(Collected data)
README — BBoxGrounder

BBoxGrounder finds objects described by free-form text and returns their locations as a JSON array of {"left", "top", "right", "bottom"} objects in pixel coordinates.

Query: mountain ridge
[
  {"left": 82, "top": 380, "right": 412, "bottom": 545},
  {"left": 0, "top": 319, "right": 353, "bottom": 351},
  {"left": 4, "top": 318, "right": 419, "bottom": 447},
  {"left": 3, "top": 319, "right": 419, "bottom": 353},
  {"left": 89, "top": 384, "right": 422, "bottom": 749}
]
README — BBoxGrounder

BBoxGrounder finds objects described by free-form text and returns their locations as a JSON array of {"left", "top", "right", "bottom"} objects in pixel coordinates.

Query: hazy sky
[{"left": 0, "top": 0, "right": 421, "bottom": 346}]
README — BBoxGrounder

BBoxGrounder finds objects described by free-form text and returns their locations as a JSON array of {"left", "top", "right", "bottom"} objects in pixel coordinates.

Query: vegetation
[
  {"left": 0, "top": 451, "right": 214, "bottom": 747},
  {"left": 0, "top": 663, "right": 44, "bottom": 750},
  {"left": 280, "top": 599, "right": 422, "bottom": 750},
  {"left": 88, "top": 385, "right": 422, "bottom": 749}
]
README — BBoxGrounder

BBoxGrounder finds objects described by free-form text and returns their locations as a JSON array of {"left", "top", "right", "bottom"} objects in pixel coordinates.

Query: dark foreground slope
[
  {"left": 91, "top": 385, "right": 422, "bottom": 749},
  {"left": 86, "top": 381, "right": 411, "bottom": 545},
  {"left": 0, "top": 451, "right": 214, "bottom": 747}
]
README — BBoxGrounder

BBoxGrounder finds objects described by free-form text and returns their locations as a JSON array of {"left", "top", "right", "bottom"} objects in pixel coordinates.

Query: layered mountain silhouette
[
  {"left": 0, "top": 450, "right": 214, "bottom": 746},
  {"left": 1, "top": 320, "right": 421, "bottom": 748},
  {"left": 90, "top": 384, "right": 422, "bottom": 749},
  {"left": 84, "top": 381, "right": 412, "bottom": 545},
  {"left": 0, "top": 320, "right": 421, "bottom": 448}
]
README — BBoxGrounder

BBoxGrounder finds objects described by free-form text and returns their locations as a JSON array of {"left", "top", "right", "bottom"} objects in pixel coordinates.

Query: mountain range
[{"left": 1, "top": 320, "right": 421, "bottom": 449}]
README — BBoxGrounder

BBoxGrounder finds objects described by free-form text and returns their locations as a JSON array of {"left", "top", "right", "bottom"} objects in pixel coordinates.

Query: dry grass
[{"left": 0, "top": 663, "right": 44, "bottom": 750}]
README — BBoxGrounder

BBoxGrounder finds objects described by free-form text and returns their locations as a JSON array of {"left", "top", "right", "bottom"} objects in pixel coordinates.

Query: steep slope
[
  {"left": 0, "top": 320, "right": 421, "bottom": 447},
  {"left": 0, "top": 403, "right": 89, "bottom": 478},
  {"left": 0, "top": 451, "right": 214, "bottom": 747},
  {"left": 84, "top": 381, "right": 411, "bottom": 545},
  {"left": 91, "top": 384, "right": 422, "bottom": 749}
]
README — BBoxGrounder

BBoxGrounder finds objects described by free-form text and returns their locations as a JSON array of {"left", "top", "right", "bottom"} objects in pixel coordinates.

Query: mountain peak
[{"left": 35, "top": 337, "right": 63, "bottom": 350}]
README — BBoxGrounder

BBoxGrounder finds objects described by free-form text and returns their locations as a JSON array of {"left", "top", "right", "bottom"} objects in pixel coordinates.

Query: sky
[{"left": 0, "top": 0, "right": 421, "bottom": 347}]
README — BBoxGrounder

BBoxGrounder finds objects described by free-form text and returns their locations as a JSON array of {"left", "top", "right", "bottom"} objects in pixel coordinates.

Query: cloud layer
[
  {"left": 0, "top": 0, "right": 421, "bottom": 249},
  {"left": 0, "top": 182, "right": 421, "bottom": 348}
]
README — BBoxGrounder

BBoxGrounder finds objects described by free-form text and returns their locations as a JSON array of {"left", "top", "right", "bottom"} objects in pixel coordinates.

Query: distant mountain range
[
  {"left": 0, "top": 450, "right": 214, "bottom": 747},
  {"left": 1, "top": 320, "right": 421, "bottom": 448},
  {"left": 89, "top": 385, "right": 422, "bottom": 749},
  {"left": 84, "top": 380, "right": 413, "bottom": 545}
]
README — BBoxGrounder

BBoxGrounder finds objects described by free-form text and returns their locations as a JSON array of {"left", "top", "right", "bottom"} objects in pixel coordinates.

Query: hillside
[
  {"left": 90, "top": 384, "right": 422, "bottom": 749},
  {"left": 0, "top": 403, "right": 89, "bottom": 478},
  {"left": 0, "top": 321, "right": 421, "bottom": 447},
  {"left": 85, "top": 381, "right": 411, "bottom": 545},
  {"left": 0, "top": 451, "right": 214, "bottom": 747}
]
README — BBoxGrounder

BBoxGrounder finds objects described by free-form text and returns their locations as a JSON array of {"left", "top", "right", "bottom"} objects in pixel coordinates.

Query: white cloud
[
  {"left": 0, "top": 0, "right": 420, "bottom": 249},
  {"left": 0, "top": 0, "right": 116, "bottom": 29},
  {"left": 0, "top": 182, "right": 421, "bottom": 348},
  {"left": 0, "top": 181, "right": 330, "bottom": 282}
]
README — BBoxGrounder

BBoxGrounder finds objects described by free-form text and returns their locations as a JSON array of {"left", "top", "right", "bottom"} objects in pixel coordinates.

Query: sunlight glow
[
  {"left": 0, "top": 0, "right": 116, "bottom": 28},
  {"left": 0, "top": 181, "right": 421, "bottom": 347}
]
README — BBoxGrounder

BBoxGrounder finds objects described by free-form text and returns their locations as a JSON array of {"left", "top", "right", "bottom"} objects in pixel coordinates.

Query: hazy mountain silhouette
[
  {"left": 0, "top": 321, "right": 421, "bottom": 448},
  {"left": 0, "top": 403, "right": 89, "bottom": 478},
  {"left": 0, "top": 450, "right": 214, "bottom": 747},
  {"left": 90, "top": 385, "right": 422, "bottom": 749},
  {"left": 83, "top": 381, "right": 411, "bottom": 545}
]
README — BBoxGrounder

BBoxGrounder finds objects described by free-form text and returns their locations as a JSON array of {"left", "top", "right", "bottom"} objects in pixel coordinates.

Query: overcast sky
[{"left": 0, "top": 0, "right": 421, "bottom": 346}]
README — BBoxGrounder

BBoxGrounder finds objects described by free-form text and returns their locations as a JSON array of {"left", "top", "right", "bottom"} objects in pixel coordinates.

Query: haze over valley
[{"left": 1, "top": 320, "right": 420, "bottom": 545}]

» **How to complete this task**: Every record above has to appear again, word for word.

» **Answer to the exercise**:
README — BBoxGrounder

BBoxGrounder finds objects described by free-form text and returns their locations as a JSON array of {"left", "top", "right", "bottom"} objects in pixel coordinates.

Query: mountain ridge
[
  {"left": 82, "top": 380, "right": 412, "bottom": 545},
  {"left": 0, "top": 319, "right": 353, "bottom": 351},
  {"left": 4, "top": 318, "right": 419, "bottom": 447},
  {"left": 3, "top": 319, "right": 419, "bottom": 353},
  {"left": 89, "top": 384, "right": 422, "bottom": 749}
]
README — BBoxGrounder

BBoxGrounder finds objects described by free-form text and returns their locations as a JSON array of {"left", "top", "right", "bottom"} objects in pixel coordinates.

Query: hazy sky
[{"left": 0, "top": 0, "right": 421, "bottom": 346}]
README — BBoxGrounder

BBoxGrounder finds objects described by free-form text and returns their locations as a JSON array of {"left", "top", "right", "bottom"} objects in pixel coordinates.

Query: vegetation
[
  {"left": 0, "top": 451, "right": 214, "bottom": 747},
  {"left": 0, "top": 663, "right": 44, "bottom": 750},
  {"left": 280, "top": 599, "right": 422, "bottom": 750},
  {"left": 88, "top": 385, "right": 422, "bottom": 749}
]
README — BBoxGrounder

BBoxGrounder finds objects described by free-form text and returns their locations as a JSON array of {"left", "top", "right", "bottom"} objects in pixel coordinates.

Query: dark foreground slope
[
  {"left": 91, "top": 385, "right": 422, "bottom": 749},
  {"left": 86, "top": 381, "right": 411, "bottom": 545},
  {"left": 0, "top": 451, "right": 214, "bottom": 747}
]
README — BBoxGrounder

BBoxGrounder finds objects described by free-form text and returns their locations as a JSON array of {"left", "top", "right", "bottom"} objects in pixel coordinates.

Query: layered mountain silhouette
[
  {"left": 0, "top": 450, "right": 214, "bottom": 746},
  {"left": 1, "top": 320, "right": 421, "bottom": 748},
  {"left": 90, "top": 384, "right": 422, "bottom": 749},
  {"left": 84, "top": 381, "right": 412, "bottom": 545},
  {"left": 0, "top": 320, "right": 421, "bottom": 448}
]
README — BBoxGrounder

BBoxGrounder finds objects described by free-form text and returns their locations as a JSON array of {"left", "top", "right", "bottom"} objects in pixel coordinates.

Query: mountain range
[{"left": 1, "top": 320, "right": 421, "bottom": 449}]
README — BBoxGrounder

BBoxGrounder finds objects described by free-form text and returns their locations as a JSON array of {"left", "top", "right", "bottom"} objects in pixel coordinates.

Query: dry grass
[{"left": 0, "top": 663, "right": 44, "bottom": 750}]
README — BBoxGrounder

BBoxGrounder finds objects described by free-form text and returns their locations as a JSON array of {"left", "top", "right", "bottom"} objects in pixel coordinates.

Query: steep slope
[
  {"left": 0, "top": 320, "right": 421, "bottom": 447},
  {"left": 0, "top": 403, "right": 89, "bottom": 478},
  {"left": 0, "top": 451, "right": 214, "bottom": 747},
  {"left": 84, "top": 381, "right": 411, "bottom": 545},
  {"left": 91, "top": 384, "right": 422, "bottom": 749}
]
README — BBoxGrounder

BBoxGrounder finds objects described by free-form text and returns their locations as a JSON array of {"left", "top", "right", "bottom"} objects in pixel coordinates.

Query: mountain peak
[{"left": 35, "top": 337, "right": 63, "bottom": 350}]
README — BBoxGrounder

BBoxGrounder finds objects described by free-form text and returns their locations as a JSON array of {"left", "top", "right", "bottom"} objects in pixel coordinates.

Query: sky
[{"left": 0, "top": 0, "right": 421, "bottom": 347}]
README — BBoxGrounder

BBoxGrounder finds objects described by free-form text and returns their locations as a JSON array of {"left", "top", "right", "bottom"} objects in pixel coordinates.

Query: cloud layer
[
  {"left": 0, "top": 0, "right": 421, "bottom": 249},
  {"left": 0, "top": 182, "right": 421, "bottom": 348}
]
README — BBoxGrounder

BBoxGrounder finds objects described by free-form text and returns their locations as a JSON array of {"left", "top", "right", "bottom"} objects in pixel coordinates.

Query: distant mountain range
[
  {"left": 0, "top": 450, "right": 214, "bottom": 747},
  {"left": 1, "top": 320, "right": 421, "bottom": 448},
  {"left": 89, "top": 385, "right": 422, "bottom": 749},
  {"left": 84, "top": 380, "right": 413, "bottom": 545}
]
README — BBoxGrounder

BBoxGrounder finds objects described by free-form text and returns their locations as a JSON array of {"left", "top", "right", "bottom"} objects in pixel coordinates.

Query: hillside
[
  {"left": 90, "top": 384, "right": 422, "bottom": 749},
  {"left": 0, "top": 403, "right": 89, "bottom": 478},
  {"left": 0, "top": 321, "right": 421, "bottom": 447},
  {"left": 85, "top": 381, "right": 411, "bottom": 545},
  {"left": 0, "top": 451, "right": 214, "bottom": 747}
]
README — BBoxGrounder

BBoxGrounder finds objects described by free-form text and returns their locations as a JSON array of {"left", "top", "right", "bottom"} objects in pixel coordinates.

Query: white cloud
[
  {"left": 0, "top": 0, "right": 420, "bottom": 249},
  {"left": 0, "top": 0, "right": 116, "bottom": 29},
  {"left": 0, "top": 182, "right": 421, "bottom": 348},
  {"left": 0, "top": 181, "right": 330, "bottom": 282}
]
README — BBoxGrounder

BBoxGrounder finds objects described by free-form text and returns their locations as a JSON array of {"left", "top", "right", "bottom"} objects in pixel coordinates.

Query: sunlight glow
[
  {"left": 0, "top": 0, "right": 116, "bottom": 28},
  {"left": 0, "top": 181, "right": 421, "bottom": 347}
]
README — BBoxGrounder

BBoxGrounder finds objects described by free-form text and returns their locations as a JSON array of {"left", "top", "right", "bottom"} objects in pixel coordinates.

Query: hazy mountain silhouette
[
  {"left": 0, "top": 321, "right": 421, "bottom": 448},
  {"left": 0, "top": 403, "right": 89, "bottom": 478},
  {"left": 0, "top": 450, "right": 214, "bottom": 747},
  {"left": 90, "top": 385, "right": 422, "bottom": 749},
  {"left": 83, "top": 381, "right": 411, "bottom": 545}
]
README — BBoxGrounder

BBoxGrounder finds objects described by free-form text and returns their locations as a JSON array of {"left", "top", "right", "bottom"} objects in pixel coordinates.

Query: overcast sky
[{"left": 0, "top": 0, "right": 421, "bottom": 346}]
README — BBoxGrounder

BBoxGrounder finds objects described by free-form text and returns their locations as a JSON array of {"left", "top", "right", "bottom"} objects in pixel coordinates.

Query: haze over valley
[{"left": 1, "top": 320, "right": 420, "bottom": 545}]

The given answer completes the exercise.